= EXERCISE =
All entries are to be given again verbatim.
BEGIN EXERCISE INPUT
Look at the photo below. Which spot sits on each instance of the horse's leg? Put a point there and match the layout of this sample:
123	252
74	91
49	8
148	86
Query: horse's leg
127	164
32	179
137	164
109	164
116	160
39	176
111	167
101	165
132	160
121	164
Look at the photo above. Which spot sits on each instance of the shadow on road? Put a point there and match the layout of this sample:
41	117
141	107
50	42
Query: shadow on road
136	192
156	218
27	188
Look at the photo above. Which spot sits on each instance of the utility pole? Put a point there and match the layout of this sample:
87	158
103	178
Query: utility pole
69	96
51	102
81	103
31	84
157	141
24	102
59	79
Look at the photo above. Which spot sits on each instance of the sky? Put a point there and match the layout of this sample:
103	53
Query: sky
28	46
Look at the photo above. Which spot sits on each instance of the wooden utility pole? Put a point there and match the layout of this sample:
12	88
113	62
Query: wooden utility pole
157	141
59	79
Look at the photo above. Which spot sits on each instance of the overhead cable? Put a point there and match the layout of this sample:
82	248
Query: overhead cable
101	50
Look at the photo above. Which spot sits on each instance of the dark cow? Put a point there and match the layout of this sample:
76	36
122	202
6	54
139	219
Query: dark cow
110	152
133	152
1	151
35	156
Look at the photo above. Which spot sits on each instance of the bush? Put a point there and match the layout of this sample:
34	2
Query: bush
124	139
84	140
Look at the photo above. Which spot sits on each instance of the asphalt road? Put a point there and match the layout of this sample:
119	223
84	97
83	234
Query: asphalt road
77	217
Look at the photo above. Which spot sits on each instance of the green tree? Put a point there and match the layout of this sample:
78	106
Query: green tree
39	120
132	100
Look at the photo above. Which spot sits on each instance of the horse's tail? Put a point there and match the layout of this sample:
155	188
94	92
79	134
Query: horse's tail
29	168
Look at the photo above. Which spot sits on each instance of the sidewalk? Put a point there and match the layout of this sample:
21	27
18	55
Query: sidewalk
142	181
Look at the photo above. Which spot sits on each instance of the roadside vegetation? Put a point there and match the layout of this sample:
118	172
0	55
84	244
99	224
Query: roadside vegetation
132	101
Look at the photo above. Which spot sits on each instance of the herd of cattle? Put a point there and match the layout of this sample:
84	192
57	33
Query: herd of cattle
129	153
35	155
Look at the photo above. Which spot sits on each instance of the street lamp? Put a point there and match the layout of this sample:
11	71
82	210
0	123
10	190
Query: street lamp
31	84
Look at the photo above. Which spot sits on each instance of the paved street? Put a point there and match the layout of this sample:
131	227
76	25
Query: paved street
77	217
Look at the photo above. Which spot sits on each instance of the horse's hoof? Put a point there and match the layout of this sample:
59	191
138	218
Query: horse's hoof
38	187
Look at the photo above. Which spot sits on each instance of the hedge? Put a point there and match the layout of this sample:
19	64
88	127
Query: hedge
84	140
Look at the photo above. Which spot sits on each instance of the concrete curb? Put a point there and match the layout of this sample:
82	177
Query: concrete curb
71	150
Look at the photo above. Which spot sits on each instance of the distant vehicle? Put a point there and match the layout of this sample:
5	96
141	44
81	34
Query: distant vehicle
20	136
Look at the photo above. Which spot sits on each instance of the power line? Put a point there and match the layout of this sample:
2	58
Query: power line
END EXERCISE INPUT
= THE OUTPUT =
Look at the photo below. Which spot sits on each instance of the horse's leg? Put a point there and match the layout of this sample:
123	252
74	91
49	8
148	86
Query: horse's leg
127	164
32	179
137	164
109	164
116	160
39	176
111	167
101	165
132	160
121	164
Look at the photo above. Which spot sits on each instance of the shadow on road? Put a point there and match the layout of this sample:
41	117
141	107
50	42
Query: shadow on road
136	192
156	218
27	188
Look at the photo above. Which spot sits on each instance of the utility pole? Put a point there and match the layout of this sample:
87	158
103	178
Query: utility pole
69	96
51	102
81	103
31	84
157	141
24	102
59	79
Look at the photo above. Which spot sits on each instance of the sky? Put a point there and match the layout of this sample:
103	53
Query: sky
28	46
Look at the photo above. Which spot sits on each instance of the wooden utility pole? Put a point there and match the layout of this sample:
12	88
113	62
Query: wooden utility pole
157	141
59	79
Look at the photo above. Which spot sits on each instance of the overhead cable? Put a point there and match the layout of this sample:
82	248
Query: overhead cable
101	50
Look at the photo above. Which spot sits on each instance of the dark cow? Put a point there and match the layout of this sample:
76	36
122	202
6	54
139	219
Query: dark cow
110	152
133	152
1	151
35	156
Look at the photo above. Which spot sits on each instance of the bush? Put a point there and match the layout of this sample:
34	2
Query: bush
124	139
84	140
Look at the photo above. Which spot sits on each instance of the asphalt road? Put a point there and match the layout of this sample:
119	223
84	97
83	234
Query: asphalt road
77	217
Look at the photo above. Which spot sits on each instance of the green tree? Put a point there and match the layout of this sample:
78	106
Query: green tree
39	120
132	100
Look at the photo above. Which spot sits on each instance of the horse's tail? Put a point there and match the layout of this sample:
155	188
94	92
79	134
Query: horse's tail
29	168
Look at the photo above. Which spot sits on each instance of the sidewalk? Put a point there and match the layout of this sample:
21	27
18	55
Query: sidewalk
142	181
Look at the photo above. Which spot sits on each instance of the roadside vegetation? Put a point there and match the layout of this sample:
118	172
0	55
84	244
99	224
Query: roadside vegetation
132	101
Look at the photo above. Which spot sits on each instance of the herd of cattle? Put a point there and match the layout of this sample:
84	192
57	33
Query: herd of cattle
129	153
35	155
Look at the photo above. Which spot sits on each instance of the street lamp? Put a point there and match the layout of this sample:
11	71
82	210
0	123
10	190
Query: street lamp
31	84
Look at the photo above. Which spot sits on each instance of the paved street? Put a point there and match the layout of this sample:
131	227
76	25
Query: paved street
77	217
Look at the photo above. Which spot sits on each instance of the horse's hoof? Put a point there and match the layout of this sample:
59	191
138	218
Query: horse's hoof
38	187
Look at the photo above. Which spot sits on each instance of the hedge? Put a point there and match the layout of this sample:
19	64
88	127
Query: hedge
84	140
Look at the photo above. Which spot sits on each instance of the concrete curb? Put a point there and match the layout of this sample:
82	177
Query: concrete curb
71	150
Look at the photo above. Which spot sits on each instance of the distant vehicle? Put a point there and match the layout of this sample:
5	96
141	44
81	34
Query: distant vehicle
20	136
Look at the photo above. Which spot sits on each instance of the power line? Put a point there and match the layout of this sample:
2	58
Query: power line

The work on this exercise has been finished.